EJERCICIO BREVE:
Reproduce línea por línea todas las entradas que siguen, sin cambiar nada.
━━ SECCIÓN DE DATOS ━━
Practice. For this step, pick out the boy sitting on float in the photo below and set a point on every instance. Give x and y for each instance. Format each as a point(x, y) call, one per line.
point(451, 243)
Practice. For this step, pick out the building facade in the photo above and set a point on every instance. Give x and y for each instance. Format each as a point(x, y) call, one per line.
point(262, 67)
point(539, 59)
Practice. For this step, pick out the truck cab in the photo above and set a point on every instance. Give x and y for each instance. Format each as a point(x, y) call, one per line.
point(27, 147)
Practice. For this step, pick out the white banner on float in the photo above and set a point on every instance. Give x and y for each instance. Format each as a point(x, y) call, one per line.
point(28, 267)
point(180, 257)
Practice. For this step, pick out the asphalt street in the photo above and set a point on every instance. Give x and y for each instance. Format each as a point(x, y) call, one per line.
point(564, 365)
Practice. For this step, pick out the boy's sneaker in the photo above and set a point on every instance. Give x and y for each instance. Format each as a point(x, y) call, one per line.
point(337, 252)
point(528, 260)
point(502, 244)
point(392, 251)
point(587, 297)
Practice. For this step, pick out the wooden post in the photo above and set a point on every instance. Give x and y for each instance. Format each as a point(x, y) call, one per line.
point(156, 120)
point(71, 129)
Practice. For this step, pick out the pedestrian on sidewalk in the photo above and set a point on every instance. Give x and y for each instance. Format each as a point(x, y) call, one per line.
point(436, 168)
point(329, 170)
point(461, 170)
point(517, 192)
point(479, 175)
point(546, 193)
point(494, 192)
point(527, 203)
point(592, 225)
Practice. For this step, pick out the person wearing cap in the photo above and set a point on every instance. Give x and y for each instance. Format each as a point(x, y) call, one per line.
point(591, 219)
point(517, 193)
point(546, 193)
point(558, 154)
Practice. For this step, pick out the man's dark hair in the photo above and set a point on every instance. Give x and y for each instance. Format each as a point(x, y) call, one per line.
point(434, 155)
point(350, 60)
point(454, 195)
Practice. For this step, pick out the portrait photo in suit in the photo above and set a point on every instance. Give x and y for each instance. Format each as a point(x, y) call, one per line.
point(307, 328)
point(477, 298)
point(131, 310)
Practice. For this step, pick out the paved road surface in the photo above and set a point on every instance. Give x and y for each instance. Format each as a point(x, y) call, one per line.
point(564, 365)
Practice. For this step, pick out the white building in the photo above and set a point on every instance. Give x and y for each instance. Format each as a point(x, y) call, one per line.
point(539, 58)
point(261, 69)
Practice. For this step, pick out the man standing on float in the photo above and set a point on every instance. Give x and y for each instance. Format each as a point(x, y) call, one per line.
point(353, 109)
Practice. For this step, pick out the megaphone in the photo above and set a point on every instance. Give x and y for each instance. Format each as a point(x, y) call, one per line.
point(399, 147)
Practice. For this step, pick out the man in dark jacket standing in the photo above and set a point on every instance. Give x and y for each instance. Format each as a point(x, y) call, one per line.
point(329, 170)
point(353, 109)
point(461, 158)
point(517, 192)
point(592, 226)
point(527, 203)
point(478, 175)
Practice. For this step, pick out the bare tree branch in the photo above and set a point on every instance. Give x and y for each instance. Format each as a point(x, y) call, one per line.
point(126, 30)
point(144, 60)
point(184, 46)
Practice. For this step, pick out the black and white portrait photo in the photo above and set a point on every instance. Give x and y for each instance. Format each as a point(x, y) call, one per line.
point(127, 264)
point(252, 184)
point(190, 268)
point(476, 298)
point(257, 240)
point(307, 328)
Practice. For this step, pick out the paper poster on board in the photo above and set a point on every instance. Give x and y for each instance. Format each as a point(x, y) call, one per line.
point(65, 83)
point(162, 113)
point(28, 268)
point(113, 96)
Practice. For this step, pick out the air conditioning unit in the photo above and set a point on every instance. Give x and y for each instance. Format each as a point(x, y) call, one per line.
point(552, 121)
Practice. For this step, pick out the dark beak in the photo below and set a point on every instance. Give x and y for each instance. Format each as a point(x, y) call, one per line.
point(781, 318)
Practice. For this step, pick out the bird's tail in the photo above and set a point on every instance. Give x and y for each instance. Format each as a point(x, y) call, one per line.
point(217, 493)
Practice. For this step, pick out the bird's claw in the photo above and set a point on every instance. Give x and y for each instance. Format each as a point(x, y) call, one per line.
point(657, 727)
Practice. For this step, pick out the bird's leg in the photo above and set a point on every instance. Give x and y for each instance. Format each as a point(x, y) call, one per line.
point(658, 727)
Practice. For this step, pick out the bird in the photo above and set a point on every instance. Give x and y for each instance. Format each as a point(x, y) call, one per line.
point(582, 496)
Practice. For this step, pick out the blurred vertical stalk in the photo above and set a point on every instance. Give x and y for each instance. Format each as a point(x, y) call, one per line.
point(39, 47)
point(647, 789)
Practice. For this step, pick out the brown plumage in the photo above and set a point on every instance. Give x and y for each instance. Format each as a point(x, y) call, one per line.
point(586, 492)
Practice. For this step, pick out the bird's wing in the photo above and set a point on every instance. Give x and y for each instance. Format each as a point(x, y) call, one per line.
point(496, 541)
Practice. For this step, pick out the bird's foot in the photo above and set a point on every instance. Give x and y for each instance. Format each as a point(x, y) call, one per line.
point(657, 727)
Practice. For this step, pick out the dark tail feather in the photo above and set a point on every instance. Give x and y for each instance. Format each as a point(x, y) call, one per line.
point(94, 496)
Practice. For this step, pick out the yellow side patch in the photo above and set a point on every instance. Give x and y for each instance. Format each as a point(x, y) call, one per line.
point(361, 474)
━━━
SALIDA A CONTINUACIÓN:
Practice. For this step, pick out the boy sitting on float in the photo below and set a point on every instance. Give x and y for each instance. Format each as a point(x, y) call, one per line.
point(451, 243)
Practice. For this step, pick out the building facade in the photo above and set a point on every instance. Give x and y for each instance. Format each as a point(x, y) call, one per line.
point(262, 67)
point(539, 59)
Practice. For this step, pick out the truck cab in the photo above and set a point on every instance. Give x and y for each instance. Format each as a point(x, y) call, one per line.
point(27, 147)
Practice. For this step, pick out the white banner on float in the photo above and set a point on every instance. Give x and y for each instance. Format each as a point(x, y) call, one per line.
point(28, 267)
point(180, 257)
Practice. For this step, pick out the asphalt street in the photo above and set a point on every instance. Give x and y for each instance. Format each as a point(x, y) call, one per line.
point(564, 365)
Practice. For this step, pick out the boy's sneaker in the photo above and set a point on every instance. Give x and y for each instance. Format each as a point(x, y) call, one per line.
point(337, 252)
point(528, 260)
point(502, 244)
point(392, 251)
point(587, 297)
Practice. For this step, pick out the wooden post in the photo above and set a point on every instance. Give x and y for each instance. Format each as a point(x, y) call, one per line.
point(156, 120)
point(71, 129)
Practice. For this step, pick out the pedestrian on sidewalk in the photo above and set a point on every instance. Give x and y for each instance. Format each as a point(x, y) call, one per line.
point(436, 168)
point(329, 170)
point(461, 170)
point(517, 192)
point(479, 175)
point(546, 193)
point(494, 192)
point(527, 203)
point(592, 225)
Practice. For this step, pick out the person wearing cap in the photo above and set a point on every instance. Give x and y for each instance. Format each as a point(x, y) call, one per line.
point(591, 219)
point(517, 193)
point(546, 193)
point(558, 154)
Practice. For this step, pick out the man's dark hair in the photo above and set a point on every instance. Give x and y for each instance. Format each as a point(x, y) call, one per line.
point(434, 155)
point(350, 60)
point(454, 195)
Practice. For this step, pick out the portrait photo in suit in the photo above and set a point on every instance. Give x and y for each instance. Format each as a point(x, y) call, one per line.
point(307, 328)
point(477, 298)
point(131, 310)
Practice. For this step, pick out the paved road surface in the photo above and set a point on every instance. Give x and y for each instance. Format each as a point(x, y) call, one per line.
point(564, 365)
Practice. For this step, pick out the white building in the photo above and set a point on every instance. Give x and y for each instance. Format each as a point(x, y) call, one per line.
point(539, 58)
point(261, 69)
Practice. For this step, pick out the man standing on float in the photo above and set a point on every instance. Give x and y for each instance. Format each as a point(x, y) call, one per line.
point(353, 109)
Practice. For this step, pick out the megaphone in the photo above and set a point on every instance. Give x and y for each instance. Format each as a point(x, y) call, one per line.
point(399, 147)
Practice. For this step, pick out the man in dark jacket standing in the photo above and set a point on every instance. Give x and y for each instance. Format each as a point(x, y) call, one per line.
point(329, 170)
point(353, 109)
point(461, 158)
point(517, 192)
point(592, 226)
point(527, 203)
point(478, 175)
Practice. For this step, pick out the bare tree branch in the photo above and set a point on every instance. Give x and y for each instance. Format each as a point(x, y) call, one per line.
point(126, 30)
point(144, 60)
point(184, 46)
Practice. For this step, pick out the black and white portrait photo in the photo above and set a point on every instance. Give x and y for each instance. Format each as a point(x, y) call, one per line.
point(127, 264)
point(252, 184)
point(190, 268)
point(476, 298)
point(257, 240)
point(307, 328)
Practice. For this step, pick out the paper poster on board in the photo above and set a point on every instance. Give x and y for each instance. Format each as a point(x, y) call, one per line.
point(65, 83)
point(162, 113)
point(28, 268)
point(113, 96)
Practice. For this step, pick out the air conditioning unit in the photo above and set a point on every instance. Give x and y for each instance. Format each as a point(x, y) call, one per line.
point(552, 121)
Practice. For this step, pick out the dark beak in the photo below and set a point on every instance. Give x and y for each instance. Format each as a point(x, y) call, one per line.
point(781, 318)
Practice. For this step, pick out the bird's tail in the photo above and set a point on every instance. Give x and y for each instance. Format each as a point(x, y) call, one per line.
point(217, 493)
Practice. For this step, pick out the bird's claw in the photo above and set a point on every instance. Give x and y for each instance. Format each as a point(x, y) call, one per line.
point(657, 727)
Practice. For this step, pick out the bird's leg in the photo above and set a point on every instance. Give x and y for each instance. Format each as a point(x, y) call, one per line.
point(658, 727)
Practice. For this step, pick out the bird in the photo above and set a point on every instance. Give x and y for each instance. Format each as a point(x, y) call, one per line.
point(582, 496)
Practice. For this step, pick out the blurred vertical stalk in the photo above and set a point on every instance. Give x and y for each instance. Format each as a point(x, y) call, one per line.
point(39, 47)
point(647, 789)
Practice. For this step, pick out the brown plumage in the photo above and set a point on every instance. Give x and y for each instance. Format each as a point(x, y) call, one per line.
point(586, 492)
Practice. For this step, pick out the bird's wing in the photo above and set a point on every instance. Give x and y for each instance. Format each as a point(x, y) call, one per line.
point(496, 541)
Practice. For this step, pick out the bird's foot in the photo above and set a point on every instance. Give x and y for each instance. Format each as a point(x, y) call, one per line.
point(657, 727)
Practice. For this step, pick out the dark tail feather in the photo above and set a point on every instance. Give x and y for each instance. Format each as a point(x, y) call, one per line.
point(94, 496)
Practice. For this step, pick out the yellow side patch in the photo above and set a point on every instance. Give x and y for each instance. Format each as a point(x, y) call, one per line.
point(361, 474)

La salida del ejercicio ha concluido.